BEGIN INPUT MATERIAL

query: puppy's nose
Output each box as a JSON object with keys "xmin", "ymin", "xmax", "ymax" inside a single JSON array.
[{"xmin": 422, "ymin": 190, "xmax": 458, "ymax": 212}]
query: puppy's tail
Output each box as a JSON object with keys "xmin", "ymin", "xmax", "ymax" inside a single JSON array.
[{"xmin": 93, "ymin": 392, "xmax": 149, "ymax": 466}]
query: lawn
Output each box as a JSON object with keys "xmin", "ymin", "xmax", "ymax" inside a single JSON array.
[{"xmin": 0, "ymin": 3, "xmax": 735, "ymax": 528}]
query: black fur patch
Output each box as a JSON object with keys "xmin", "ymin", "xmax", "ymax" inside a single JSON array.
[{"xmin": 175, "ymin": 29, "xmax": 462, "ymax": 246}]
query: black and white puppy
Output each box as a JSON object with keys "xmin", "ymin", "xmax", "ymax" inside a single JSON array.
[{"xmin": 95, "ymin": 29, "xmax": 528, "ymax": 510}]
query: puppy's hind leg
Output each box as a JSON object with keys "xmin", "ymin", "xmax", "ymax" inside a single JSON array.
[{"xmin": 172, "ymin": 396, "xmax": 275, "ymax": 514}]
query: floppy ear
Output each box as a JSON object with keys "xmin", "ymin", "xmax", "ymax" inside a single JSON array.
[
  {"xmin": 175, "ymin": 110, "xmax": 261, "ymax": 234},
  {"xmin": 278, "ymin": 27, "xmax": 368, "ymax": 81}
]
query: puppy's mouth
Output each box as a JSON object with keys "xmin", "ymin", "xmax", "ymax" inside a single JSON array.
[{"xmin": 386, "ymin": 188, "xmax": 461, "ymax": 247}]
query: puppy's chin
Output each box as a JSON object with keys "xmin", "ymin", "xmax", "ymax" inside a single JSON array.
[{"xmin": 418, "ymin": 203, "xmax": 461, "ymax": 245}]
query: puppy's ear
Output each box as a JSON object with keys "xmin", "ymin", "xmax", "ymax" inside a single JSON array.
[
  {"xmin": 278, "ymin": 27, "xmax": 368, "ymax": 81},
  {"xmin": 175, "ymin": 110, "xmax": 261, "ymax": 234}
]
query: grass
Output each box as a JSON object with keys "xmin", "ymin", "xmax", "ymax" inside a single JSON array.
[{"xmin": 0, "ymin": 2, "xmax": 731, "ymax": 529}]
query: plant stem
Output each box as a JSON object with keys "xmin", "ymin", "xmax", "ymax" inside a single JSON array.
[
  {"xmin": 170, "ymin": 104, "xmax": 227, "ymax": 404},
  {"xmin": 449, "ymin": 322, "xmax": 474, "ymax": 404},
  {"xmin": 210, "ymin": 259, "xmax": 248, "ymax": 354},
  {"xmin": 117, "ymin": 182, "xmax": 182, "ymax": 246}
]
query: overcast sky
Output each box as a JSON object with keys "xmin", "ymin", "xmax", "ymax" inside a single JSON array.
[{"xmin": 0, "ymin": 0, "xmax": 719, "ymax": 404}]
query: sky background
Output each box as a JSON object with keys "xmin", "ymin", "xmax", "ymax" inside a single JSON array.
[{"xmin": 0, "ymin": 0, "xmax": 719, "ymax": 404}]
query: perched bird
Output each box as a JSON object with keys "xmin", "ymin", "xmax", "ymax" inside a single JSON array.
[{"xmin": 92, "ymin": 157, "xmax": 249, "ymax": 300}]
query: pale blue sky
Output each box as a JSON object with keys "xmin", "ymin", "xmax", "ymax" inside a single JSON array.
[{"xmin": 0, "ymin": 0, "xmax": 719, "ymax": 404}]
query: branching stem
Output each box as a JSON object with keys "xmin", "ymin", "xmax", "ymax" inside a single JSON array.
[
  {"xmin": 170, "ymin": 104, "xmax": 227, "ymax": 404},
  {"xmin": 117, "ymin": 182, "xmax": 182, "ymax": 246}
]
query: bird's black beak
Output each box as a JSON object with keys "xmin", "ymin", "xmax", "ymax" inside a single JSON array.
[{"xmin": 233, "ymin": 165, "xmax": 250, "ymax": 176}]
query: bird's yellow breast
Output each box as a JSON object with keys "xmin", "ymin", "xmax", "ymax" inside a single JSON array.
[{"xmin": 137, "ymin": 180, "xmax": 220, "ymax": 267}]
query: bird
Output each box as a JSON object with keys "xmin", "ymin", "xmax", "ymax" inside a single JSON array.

END INPUT MATERIAL

### WHAT THIS TASK INVOLVES
Write out all of the records above, copying every line exactly as it appears.

### EXERCISE OUTPUT
query: puppy's nose
Output each box as a JSON object with keys "xmin", "ymin", "xmax", "ymax" inside a single JSON array.
[{"xmin": 422, "ymin": 190, "xmax": 458, "ymax": 212}]
query: puppy's tail
Output each box as a JSON object with keys "xmin", "ymin", "xmax", "ymax" inside a single JSON array.
[{"xmin": 93, "ymin": 392, "xmax": 149, "ymax": 466}]
query: lawn
Output each box as a JSON object with keys "xmin", "ymin", "xmax", "ymax" inside a single JSON array.
[{"xmin": 0, "ymin": 3, "xmax": 735, "ymax": 528}]
query: black fur patch
Output each box as a JSON object with keys "xmin", "ymin", "xmax", "ymax" inside a single JSON array.
[{"xmin": 175, "ymin": 29, "xmax": 462, "ymax": 246}]
query: black and white puppy
Output each box as a JSON object with keys "xmin", "ymin", "xmax", "ymax" inside a single JSON array.
[{"xmin": 95, "ymin": 29, "xmax": 528, "ymax": 510}]
query: puppy's hind leg
Output each box as a JSON object with keys "xmin", "ymin", "xmax", "ymax" inside a single JSON array.
[{"xmin": 172, "ymin": 396, "xmax": 275, "ymax": 514}]
query: floppy ear
Output each box as a JSON object with keys "xmin", "ymin", "xmax", "ymax" inside a single JSON array.
[
  {"xmin": 175, "ymin": 110, "xmax": 261, "ymax": 234},
  {"xmin": 278, "ymin": 27, "xmax": 368, "ymax": 81}
]
query: puppy's mouth
Output each box as a JSON object with keys "xmin", "ymin", "xmax", "ymax" inside a single JSON array.
[{"xmin": 386, "ymin": 188, "xmax": 461, "ymax": 247}]
query: puppy's chin
Output each box as a JSON object with keys "xmin", "ymin", "xmax", "ymax" inside a single JSON array.
[{"xmin": 418, "ymin": 203, "xmax": 461, "ymax": 245}]
query: puppy's ear
Output each box as a JSON object with keys "xmin", "ymin", "xmax", "ymax" inside a single JSON array.
[
  {"xmin": 278, "ymin": 27, "xmax": 368, "ymax": 81},
  {"xmin": 175, "ymin": 110, "xmax": 261, "ymax": 234}
]
query: grass
Output each box as a JSON object with keys "xmin", "ymin", "xmax", "ymax" inside a single JSON array.
[{"xmin": 0, "ymin": 2, "xmax": 731, "ymax": 529}]
query: plant stem
Output each box as a JSON object with keys "xmin", "ymin", "xmax", "ymax" inside a single JSON array.
[
  {"xmin": 170, "ymin": 104, "xmax": 227, "ymax": 404},
  {"xmin": 449, "ymin": 322, "xmax": 474, "ymax": 404},
  {"xmin": 210, "ymin": 259, "xmax": 248, "ymax": 354},
  {"xmin": 117, "ymin": 182, "xmax": 182, "ymax": 246}
]
query: overcast sky
Output each box as a JSON object with keys "xmin", "ymin", "xmax", "ymax" inside a single JSON array.
[{"xmin": 0, "ymin": 0, "xmax": 719, "ymax": 404}]
query: sky background
Output each box as a JSON object with keys "xmin", "ymin", "xmax", "ymax" inside a single JSON array.
[{"xmin": 0, "ymin": 0, "xmax": 719, "ymax": 404}]
query: perched bird
Output each box as a JSON object with keys "xmin", "ymin", "xmax", "ymax" inside a single JSON array.
[{"xmin": 92, "ymin": 157, "xmax": 249, "ymax": 300}]
query: pale blue sky
Output each box as a JSON object with keys "xmin", "ymin", "xmax", "ymax" inside a single JSON array.
[{"xmin": 0, "ymin": 0, "xmax": 719, "ymax": 404}]
query: branching stem
Output each box as a JSON object with keys "xmin", "ymin", "xmax", "ymax" inside a single JSON array.
[
  {"xmin": 170, "ymin": 104, "xmax": 227, "ymax": 404},
  {"xmin": 117, "ymin": 182, "xmax": 182, "ymax": 246}
]
query: bird's black beak
Output each box as a JSON object with keys "xmin", "ymin", "xmax", "ymax" inside a single JSON array.
[{"xmin": 233, "ymin": 165, "xmax": 250, "ymax": 176}]
query: bird's yellow breast
Output each box as a JSON object with keys "xmin", "ymin", "xmax", "ymax" inside a single JSON array.
[{"xmin": 137, "ymin": 180, "xmax": 220, "ymax": 267}]
query: bird
Output each box as a JSON object with keys "xmin", "ymin", "xmax", "ymax" inside a single JSON array.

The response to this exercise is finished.